PAYMENT OF EXERCISE PRICE
 
 
12.1
Payment of Exercise Price may be made in such form and method as shall be acceptable to the Administrator in its sole discretion. In making its determination as to the type and/or method of consideration to accept, the Administrator shall consider if acceptance of such and/or method of consideration may be reasonably expected to benefit the Company. Payment may consist of any consideration and method of payment authorized by the Administrator and permitted by Applicable Laws, the Award Agreement and the Plan.
 
 
12.2
Except as otherwise determined by the Administrator, all monetary values with respect to Awards granted pursuant to this Plan, including without limitation the fair market value and the Exercise Price, shall be stated in New Israeli Shekels. In the event that the Exercise Price is in fact to be paid in any foreign currency, the conversion rate shall be the last known representative rate of such foreign currency to the New Israeli Shekels on the date of payment.
 
13.
TRUSTEE STOCK OPTIONS
 
 
13.1
Options granted pursuant to this Section 13 are intended to constitute Trustee Stock Options subject to Section 102, the general terms and conditions specified the Plan, except for said provisions of the Plan applying to Awards under a different tax law or regulations.
 
 
13.2
Trustee Stock Options shall be granted either as 102 Capital Gain Stock Options or 102 Ordinary Income Stock Options according to the Election and for then subject to the provisions in Section 3.

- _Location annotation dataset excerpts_
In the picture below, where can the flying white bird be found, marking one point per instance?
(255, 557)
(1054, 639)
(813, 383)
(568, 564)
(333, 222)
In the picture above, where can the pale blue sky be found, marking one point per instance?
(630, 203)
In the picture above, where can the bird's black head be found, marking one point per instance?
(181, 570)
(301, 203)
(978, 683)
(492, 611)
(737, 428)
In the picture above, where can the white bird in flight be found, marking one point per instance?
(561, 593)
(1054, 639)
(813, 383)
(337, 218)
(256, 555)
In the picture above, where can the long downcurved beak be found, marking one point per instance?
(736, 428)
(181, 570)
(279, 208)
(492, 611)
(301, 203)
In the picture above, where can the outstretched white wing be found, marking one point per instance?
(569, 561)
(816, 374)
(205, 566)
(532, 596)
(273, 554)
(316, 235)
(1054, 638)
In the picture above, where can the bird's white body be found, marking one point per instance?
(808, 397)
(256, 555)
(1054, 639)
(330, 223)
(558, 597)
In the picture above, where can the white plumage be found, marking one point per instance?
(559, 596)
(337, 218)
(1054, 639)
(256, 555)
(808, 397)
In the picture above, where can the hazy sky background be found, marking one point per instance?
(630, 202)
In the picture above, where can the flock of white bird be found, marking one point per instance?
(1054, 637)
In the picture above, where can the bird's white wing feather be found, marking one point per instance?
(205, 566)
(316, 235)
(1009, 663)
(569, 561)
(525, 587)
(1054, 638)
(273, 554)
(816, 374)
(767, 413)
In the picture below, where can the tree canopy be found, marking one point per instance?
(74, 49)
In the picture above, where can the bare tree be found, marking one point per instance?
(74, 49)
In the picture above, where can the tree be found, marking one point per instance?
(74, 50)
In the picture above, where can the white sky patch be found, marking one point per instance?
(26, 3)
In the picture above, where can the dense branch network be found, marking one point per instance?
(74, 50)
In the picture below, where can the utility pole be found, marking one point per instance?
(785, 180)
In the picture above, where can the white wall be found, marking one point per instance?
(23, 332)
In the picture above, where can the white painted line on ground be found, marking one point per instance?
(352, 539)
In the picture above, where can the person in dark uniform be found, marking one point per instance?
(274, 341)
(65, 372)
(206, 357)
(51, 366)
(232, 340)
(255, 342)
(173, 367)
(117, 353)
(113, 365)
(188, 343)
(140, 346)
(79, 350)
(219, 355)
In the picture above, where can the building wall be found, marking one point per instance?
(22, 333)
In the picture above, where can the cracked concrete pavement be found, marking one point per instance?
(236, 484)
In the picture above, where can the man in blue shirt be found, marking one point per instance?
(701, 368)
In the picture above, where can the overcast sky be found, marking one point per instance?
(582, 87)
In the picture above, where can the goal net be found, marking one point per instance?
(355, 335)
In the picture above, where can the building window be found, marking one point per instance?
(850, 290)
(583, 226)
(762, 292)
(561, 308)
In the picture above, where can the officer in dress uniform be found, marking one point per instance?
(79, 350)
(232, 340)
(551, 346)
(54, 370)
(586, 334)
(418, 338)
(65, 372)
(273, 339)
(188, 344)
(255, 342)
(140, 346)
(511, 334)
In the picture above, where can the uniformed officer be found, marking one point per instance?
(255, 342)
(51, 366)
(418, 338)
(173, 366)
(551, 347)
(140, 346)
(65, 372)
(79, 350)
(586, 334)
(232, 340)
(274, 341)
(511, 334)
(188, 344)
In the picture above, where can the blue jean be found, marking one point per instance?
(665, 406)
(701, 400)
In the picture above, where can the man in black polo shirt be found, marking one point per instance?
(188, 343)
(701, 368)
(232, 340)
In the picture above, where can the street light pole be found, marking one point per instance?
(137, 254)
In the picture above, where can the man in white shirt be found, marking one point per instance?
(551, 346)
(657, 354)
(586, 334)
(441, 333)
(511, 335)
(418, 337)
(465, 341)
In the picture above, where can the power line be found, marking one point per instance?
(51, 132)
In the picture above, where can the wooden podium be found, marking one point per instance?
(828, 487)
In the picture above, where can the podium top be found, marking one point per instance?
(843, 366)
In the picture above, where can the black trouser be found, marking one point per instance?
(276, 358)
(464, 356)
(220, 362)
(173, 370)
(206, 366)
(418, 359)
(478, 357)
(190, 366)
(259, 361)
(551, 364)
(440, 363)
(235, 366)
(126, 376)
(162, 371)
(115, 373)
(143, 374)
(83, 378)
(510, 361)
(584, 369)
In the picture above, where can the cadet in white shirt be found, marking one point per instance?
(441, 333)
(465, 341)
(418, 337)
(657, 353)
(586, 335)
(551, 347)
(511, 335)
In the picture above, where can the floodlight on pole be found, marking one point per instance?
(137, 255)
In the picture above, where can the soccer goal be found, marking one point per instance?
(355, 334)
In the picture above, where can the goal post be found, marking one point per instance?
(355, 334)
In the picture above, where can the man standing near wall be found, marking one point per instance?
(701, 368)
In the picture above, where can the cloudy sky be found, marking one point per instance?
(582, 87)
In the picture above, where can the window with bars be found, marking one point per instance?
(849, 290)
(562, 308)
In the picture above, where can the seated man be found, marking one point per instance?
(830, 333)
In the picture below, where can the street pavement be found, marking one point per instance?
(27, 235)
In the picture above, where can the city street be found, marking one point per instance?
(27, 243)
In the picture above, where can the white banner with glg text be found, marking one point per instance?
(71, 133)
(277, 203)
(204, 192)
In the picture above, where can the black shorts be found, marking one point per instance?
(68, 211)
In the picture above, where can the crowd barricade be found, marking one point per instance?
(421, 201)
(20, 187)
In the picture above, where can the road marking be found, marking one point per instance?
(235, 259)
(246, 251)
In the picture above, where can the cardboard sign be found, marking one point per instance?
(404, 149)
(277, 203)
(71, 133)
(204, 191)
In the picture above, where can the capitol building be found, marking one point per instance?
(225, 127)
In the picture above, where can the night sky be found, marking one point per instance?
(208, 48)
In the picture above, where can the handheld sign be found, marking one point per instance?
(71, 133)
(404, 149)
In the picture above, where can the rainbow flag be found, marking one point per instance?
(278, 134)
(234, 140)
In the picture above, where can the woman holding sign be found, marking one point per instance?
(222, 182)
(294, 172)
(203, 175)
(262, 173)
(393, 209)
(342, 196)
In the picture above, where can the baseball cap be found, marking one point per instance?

- _REQUIREMENTS_
Turn the paragraph in the stock option plan excerpt that begins "Except as otherwise determined by the Administrator" into a short bulleted list that keeps its main facts.

- _SOLUTION TO THIS EXERCISE_
- Unless the Administrator decides otherwise, all monetary values for Awards under the Plan, including fair market value and the Exercise Price, are stated in New Israeli Shekels.
- If the Exercise Price is paid in a foreign currency, it is converted at that currency's last known representative rate to the New Israeli Shekel on the payment date.